◆ Consignes:
A: Dressez la liste des foires et salons d'art cités par nom dans l'entretien avec Pauline Loeb.
B: Indiquez l'année où Pauline Loeb a fondé artfairmag, selon l'entretien.
C: Expliquez, en vous appuyant sur l'entretien, d'où vient la passion de Pauline Loeb pour l'art ancien.

◆ Source:
----------

Vous l’avez sûrement déjà croisée dans les allées des foires et salons d’art. De la TEFAF à Art Paris, en passant par Frieze et Art Basel, Pauline Loeb exerce son œil averti et son expertise du marché de l’art depuis près de 15 ans. En 2019, elle fonde artfairmag, initialement conçu comme une base de données et un calendrier exhaustif des foires internationales. En seulement quelques années, son site est devenu un magazine de référence reconnu par tous les acteurs du marché. Entretien avec une professionnelle devenue partenaire du Rapport Art Basel & UBS Global Art Market Report en collaboration avec le Dr Clare McAndrew.
« J’ai évolué dans l’art pendant toute mon enfance. Les foires et salons restent à mon sens un rendez-vous incontournable pour tous les acteurs du marché. »
1. Comment vous êtes-vous intéressée au marché de l’art ?
Mon père était commissaire-priseur et expert en objets d’art anciens à Drouot. J’ai baigné dans l’art ancien, au rythme des ventes aux enchères, musées et expositions. Nous aidions souvent mon père à la préparation des ventes de l’étude Libert. Je passais des heures à arpenter les salles et à fouiller des caisses débordantes de trésors. Ma passion pour l’art ancien est née ici. Par la suite, j’ai naturellement choisi de poursuivre des études en histoire de l’art avec des cours dispensés par des professionnels et orientés vers le marché de l’art. Dans le cadre de ce parcours, j’ai eu la chance de faire mon stage de fin d’études à la Galerie Kugel, spécialisée dans l’art très haut de gamme du XVème au XIXème siècle. J’y suis finalement restée 8 ans, ce fut une période d’une extrême richesse. J’ai été au contact d’objets d’une hallucinante qualité tout en menant des recherches passionnantes aux côtés d’Alexis Kugel.

----------

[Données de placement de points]
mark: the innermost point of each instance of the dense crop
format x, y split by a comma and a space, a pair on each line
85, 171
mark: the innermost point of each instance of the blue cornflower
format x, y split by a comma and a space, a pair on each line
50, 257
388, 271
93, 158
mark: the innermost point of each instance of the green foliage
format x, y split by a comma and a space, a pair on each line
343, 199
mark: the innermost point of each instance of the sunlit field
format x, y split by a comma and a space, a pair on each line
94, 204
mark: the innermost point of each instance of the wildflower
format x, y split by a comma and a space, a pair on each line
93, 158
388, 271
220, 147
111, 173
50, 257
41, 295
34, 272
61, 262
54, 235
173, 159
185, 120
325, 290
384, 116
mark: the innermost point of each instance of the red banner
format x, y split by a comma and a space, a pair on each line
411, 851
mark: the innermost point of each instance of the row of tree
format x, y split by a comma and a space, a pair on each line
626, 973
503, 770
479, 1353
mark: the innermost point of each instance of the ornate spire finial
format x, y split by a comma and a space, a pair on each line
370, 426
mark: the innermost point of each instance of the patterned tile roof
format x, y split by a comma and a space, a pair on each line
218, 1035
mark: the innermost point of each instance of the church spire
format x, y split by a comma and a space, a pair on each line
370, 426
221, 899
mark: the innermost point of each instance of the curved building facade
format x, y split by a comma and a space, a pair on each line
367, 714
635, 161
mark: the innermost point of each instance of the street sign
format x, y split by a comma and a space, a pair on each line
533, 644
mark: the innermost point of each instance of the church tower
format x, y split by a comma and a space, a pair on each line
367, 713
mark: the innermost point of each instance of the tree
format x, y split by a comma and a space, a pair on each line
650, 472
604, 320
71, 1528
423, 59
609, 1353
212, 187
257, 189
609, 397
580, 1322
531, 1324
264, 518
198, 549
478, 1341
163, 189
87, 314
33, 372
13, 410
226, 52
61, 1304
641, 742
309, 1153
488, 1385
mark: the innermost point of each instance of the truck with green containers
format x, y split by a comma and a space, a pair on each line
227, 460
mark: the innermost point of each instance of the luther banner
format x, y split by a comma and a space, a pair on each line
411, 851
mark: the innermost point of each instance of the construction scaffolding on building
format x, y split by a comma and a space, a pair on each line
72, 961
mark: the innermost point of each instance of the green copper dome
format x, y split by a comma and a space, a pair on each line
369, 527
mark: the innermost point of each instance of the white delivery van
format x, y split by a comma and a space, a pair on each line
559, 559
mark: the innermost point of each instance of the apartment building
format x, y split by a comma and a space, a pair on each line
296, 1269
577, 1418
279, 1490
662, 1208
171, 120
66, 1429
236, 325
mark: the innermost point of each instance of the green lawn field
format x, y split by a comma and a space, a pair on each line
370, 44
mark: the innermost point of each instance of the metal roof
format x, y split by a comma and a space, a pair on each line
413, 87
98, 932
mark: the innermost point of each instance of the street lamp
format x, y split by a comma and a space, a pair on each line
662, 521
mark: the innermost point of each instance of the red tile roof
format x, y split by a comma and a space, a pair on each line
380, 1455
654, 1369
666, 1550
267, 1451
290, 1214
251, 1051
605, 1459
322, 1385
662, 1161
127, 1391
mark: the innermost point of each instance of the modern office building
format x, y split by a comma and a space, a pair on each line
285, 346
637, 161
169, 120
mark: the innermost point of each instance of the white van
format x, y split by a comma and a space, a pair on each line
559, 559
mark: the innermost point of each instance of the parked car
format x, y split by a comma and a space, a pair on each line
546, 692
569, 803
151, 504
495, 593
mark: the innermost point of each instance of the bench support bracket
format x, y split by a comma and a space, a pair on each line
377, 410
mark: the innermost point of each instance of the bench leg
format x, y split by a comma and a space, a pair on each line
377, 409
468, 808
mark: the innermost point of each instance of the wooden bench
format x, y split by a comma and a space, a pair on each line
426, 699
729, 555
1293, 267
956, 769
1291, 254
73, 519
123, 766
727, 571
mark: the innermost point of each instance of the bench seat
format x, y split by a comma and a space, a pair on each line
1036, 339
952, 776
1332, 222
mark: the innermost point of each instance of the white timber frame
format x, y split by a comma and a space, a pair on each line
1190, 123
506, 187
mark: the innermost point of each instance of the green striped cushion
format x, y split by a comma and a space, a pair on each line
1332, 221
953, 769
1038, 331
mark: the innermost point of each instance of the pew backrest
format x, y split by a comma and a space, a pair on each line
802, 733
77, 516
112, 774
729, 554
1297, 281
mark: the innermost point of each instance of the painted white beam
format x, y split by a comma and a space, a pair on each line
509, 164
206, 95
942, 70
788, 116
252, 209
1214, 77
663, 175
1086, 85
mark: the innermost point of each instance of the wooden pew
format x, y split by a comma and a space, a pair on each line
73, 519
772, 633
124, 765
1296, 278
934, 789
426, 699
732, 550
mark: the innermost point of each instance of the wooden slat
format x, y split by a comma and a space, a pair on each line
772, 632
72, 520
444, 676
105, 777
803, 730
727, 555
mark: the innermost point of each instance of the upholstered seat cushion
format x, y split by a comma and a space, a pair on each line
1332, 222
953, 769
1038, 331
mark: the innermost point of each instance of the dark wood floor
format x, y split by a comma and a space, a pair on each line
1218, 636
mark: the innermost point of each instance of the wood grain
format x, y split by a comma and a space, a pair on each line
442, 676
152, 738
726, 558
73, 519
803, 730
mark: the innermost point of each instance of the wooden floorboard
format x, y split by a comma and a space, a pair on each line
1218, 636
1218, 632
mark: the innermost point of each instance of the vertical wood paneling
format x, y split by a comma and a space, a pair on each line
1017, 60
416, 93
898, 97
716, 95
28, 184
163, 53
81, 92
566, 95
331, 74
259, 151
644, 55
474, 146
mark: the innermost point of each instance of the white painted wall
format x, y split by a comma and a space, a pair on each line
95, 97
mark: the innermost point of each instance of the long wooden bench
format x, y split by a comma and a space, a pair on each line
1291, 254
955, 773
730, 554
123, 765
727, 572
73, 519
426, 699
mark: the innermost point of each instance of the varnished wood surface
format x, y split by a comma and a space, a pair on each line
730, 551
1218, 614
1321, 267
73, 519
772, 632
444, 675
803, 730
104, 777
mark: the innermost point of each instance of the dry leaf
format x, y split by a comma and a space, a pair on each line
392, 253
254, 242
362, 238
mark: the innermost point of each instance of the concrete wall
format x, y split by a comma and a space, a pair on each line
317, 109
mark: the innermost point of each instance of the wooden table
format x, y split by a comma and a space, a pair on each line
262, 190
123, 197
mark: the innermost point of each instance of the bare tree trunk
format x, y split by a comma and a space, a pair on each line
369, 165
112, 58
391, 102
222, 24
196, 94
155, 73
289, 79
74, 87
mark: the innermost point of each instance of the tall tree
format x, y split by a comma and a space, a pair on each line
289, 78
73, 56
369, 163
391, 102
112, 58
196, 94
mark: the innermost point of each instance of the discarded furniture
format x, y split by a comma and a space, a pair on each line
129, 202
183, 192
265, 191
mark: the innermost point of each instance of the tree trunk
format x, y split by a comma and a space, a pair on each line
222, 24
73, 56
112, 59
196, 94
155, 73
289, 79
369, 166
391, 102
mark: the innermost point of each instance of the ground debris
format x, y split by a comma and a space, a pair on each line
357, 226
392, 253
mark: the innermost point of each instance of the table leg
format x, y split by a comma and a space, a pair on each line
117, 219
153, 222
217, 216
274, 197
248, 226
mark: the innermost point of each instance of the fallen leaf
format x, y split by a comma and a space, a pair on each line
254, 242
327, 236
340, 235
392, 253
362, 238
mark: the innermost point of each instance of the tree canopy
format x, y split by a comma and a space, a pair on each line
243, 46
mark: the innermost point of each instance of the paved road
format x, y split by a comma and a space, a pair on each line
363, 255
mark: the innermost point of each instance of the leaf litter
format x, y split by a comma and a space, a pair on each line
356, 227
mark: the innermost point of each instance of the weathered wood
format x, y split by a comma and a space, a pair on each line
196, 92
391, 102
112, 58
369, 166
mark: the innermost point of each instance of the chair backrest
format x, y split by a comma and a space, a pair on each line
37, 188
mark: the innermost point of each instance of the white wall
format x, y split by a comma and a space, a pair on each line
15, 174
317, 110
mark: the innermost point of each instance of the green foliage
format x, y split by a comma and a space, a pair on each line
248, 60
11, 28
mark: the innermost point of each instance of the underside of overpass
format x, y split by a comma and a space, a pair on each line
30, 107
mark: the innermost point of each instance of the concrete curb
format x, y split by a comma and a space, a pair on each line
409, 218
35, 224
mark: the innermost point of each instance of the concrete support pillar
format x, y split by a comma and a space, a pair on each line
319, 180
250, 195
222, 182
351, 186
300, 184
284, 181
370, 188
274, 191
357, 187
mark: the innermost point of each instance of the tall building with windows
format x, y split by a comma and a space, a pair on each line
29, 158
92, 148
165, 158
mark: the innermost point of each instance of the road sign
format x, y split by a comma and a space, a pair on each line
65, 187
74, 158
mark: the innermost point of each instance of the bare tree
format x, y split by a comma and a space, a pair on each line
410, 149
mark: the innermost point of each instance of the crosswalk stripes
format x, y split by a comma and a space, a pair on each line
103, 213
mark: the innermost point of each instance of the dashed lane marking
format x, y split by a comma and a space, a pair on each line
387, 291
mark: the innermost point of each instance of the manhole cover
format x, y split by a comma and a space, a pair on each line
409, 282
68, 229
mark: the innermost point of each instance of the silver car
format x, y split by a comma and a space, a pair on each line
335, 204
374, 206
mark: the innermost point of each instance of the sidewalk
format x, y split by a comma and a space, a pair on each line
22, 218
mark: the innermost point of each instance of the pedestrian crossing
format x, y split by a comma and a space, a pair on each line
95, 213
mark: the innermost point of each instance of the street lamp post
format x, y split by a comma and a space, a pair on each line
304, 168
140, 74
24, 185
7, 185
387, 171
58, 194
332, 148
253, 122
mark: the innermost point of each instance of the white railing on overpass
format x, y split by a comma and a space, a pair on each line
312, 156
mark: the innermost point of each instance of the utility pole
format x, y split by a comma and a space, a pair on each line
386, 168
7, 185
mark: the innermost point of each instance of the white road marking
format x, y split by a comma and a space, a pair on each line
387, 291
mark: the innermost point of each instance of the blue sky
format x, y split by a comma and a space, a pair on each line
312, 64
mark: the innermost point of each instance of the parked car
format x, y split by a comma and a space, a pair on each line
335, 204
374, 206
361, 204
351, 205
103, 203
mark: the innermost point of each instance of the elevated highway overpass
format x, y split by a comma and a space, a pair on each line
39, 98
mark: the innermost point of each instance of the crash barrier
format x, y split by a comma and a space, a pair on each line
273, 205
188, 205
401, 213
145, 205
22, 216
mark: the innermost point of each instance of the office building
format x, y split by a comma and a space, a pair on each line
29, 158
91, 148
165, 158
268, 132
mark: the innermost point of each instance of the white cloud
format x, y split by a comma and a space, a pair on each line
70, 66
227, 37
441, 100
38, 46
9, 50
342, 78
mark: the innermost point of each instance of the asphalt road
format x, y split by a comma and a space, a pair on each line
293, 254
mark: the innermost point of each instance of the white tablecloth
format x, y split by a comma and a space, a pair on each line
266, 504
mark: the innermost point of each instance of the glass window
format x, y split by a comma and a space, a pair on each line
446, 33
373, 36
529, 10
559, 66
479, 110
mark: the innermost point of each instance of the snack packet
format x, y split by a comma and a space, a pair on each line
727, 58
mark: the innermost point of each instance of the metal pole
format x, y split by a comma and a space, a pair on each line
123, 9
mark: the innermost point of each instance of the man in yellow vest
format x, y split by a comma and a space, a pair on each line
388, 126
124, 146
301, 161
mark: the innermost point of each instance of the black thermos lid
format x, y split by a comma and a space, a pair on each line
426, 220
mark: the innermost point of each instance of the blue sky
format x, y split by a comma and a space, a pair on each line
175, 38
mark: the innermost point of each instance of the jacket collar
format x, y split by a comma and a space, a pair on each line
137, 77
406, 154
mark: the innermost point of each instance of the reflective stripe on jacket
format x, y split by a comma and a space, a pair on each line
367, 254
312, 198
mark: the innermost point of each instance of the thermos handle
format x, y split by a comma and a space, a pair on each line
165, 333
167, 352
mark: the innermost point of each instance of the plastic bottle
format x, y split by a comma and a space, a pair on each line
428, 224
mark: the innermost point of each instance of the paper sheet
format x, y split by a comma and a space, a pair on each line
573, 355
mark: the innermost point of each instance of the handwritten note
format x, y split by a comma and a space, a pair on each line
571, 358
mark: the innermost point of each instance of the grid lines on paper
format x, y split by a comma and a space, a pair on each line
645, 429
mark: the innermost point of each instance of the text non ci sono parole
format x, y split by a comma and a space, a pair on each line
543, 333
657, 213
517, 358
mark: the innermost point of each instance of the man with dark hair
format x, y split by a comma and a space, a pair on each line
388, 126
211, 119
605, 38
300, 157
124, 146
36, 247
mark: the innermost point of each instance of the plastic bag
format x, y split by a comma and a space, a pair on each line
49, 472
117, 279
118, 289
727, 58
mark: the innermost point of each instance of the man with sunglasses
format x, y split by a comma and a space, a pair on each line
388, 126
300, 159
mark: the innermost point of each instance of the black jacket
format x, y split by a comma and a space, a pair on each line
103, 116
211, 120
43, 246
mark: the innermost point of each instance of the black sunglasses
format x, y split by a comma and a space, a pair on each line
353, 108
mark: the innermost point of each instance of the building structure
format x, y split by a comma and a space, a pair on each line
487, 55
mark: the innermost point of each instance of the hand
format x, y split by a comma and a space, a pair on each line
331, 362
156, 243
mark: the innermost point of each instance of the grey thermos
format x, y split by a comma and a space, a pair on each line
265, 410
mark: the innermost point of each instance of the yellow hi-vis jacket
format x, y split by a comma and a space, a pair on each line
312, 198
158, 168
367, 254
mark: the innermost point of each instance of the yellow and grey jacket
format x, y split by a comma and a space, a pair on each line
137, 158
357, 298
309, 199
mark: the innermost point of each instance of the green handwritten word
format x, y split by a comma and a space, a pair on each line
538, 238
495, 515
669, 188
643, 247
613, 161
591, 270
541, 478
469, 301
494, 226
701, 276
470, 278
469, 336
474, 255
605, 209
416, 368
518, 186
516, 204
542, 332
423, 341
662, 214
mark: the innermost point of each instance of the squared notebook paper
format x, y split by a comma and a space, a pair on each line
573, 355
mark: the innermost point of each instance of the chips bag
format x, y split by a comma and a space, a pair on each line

----------

◆ Corrigés:
A: TEFAF, Art Paris, Frieze, Art Basel

B: Elle a fondé artfairmag en 2019.

C: Son père était commissaire-priseur et expert en objets d'art anciens à Drouot, et elle l'aidait souvent à préparer les ventes de l'étude Libert. Elle passait des heures à arpenter les salles et à fouiller des caisses débordantes de trésors, et c'est là qu'est née sa passion pour l'art ancien.